--- DATASET RECORDS ---
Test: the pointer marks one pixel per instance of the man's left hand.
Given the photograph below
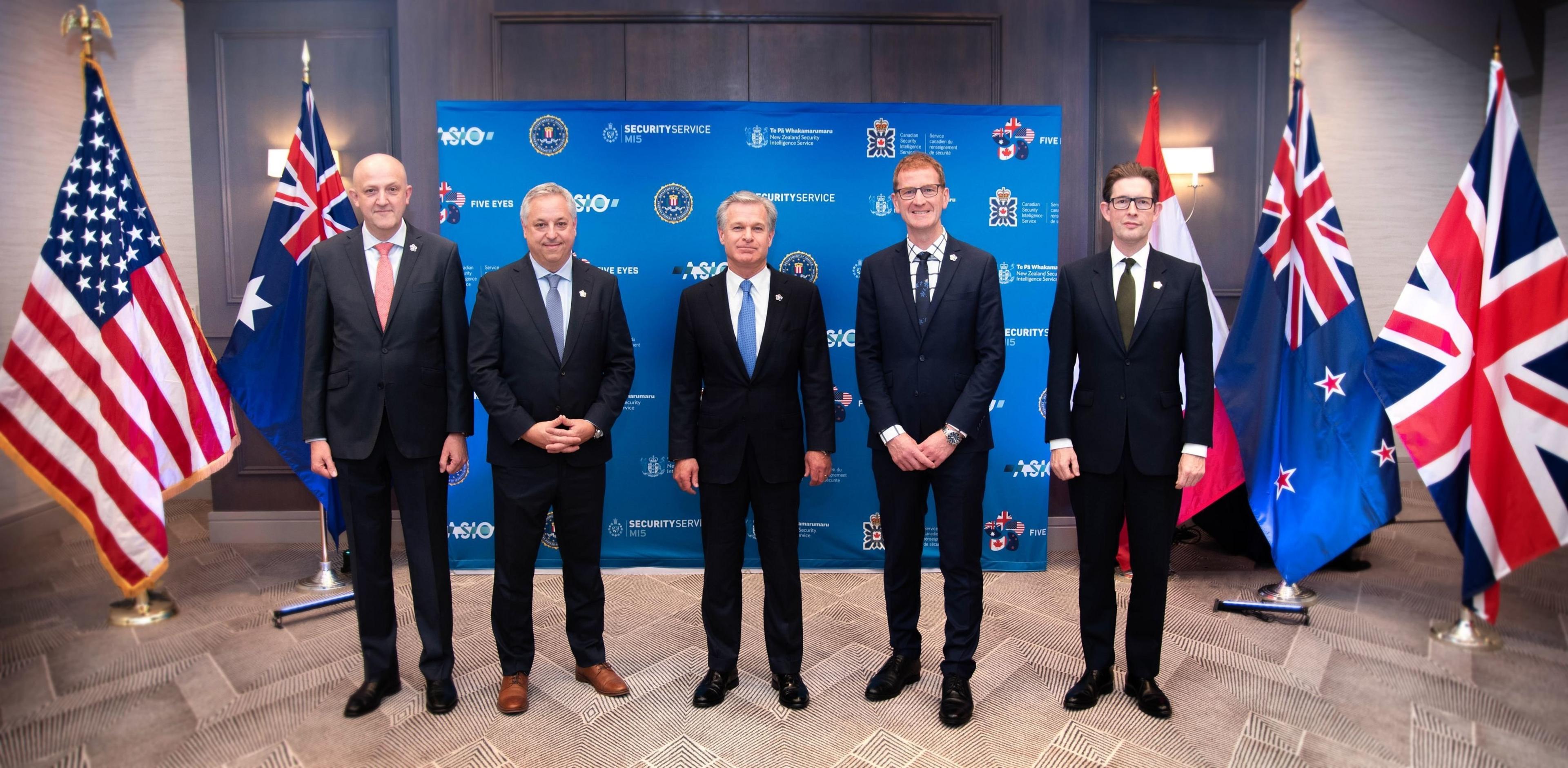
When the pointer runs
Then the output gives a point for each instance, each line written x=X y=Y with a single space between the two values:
x=454 y=453
x=1189 y=471
x=937 y=447
x=817 y=466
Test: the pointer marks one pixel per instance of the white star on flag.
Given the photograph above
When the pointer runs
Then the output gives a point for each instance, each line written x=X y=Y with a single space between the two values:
x=1283 y=482
x=252 y=301
x=1330 y=384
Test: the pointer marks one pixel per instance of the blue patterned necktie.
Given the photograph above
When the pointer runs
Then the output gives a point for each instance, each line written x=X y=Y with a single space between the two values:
x=747 y=328
x=552 y=308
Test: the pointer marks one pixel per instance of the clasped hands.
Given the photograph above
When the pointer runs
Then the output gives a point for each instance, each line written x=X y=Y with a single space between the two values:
x=1189 y=471
x=560 y=435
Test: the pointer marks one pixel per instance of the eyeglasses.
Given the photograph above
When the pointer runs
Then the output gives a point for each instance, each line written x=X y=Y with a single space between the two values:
x=926 y=192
---
● WHAT IS REQUIRED:
Rewrite all of the entries above as a two-column CSV with the columns "text" and "answer". Give one row per entry, with its text and its answer each in a single quoted field and line breaks turned into spaces, and leave the pictures out.

● TASK OUTPUT:
text,answer
"Test: the pointer marks one pixel per instance of the man's left hand. Given the photograph below When the pointer runs Then the output gives a point for each instance, each line written x=X y=Y with a single space between the two values:","x=454 y=453 x=1189 y=471 x=937 y=447 x=817 y=466"
"Test: the pointer marks one pixel per instance of the white star on flag. Given the photograph above When the pointer runs Then the output gives a point for each instance, each line written x=X y=Y with a single space between the two values:","x=1283 y=482 x=252 y=301 x=1330 y=384"
"Test: the pointer marks one pixel per instance of the blue patterned necktie. Given the photograph above When the pointer runs Then the output gives a point for each instance, each line written x=X y=Y with a single space between the two values:","x=747 y=328 x=552 y=308"
"Test: the pointer marks one pixel per instance of the clasped hands. Given the photograph above When the pointer runs Then the output gives a point for each instance, each line written x=X y=Y with a single space between the two values:","x=1189 y=471 x=560 y=435"
"Test: the pointer marks one pixel per instance of the eyeglasses. Given the photograph above When the pointer runs Then the output gives a point for each instance, each line written x=X y=Y with a single space between the two values:","x=926 y=192"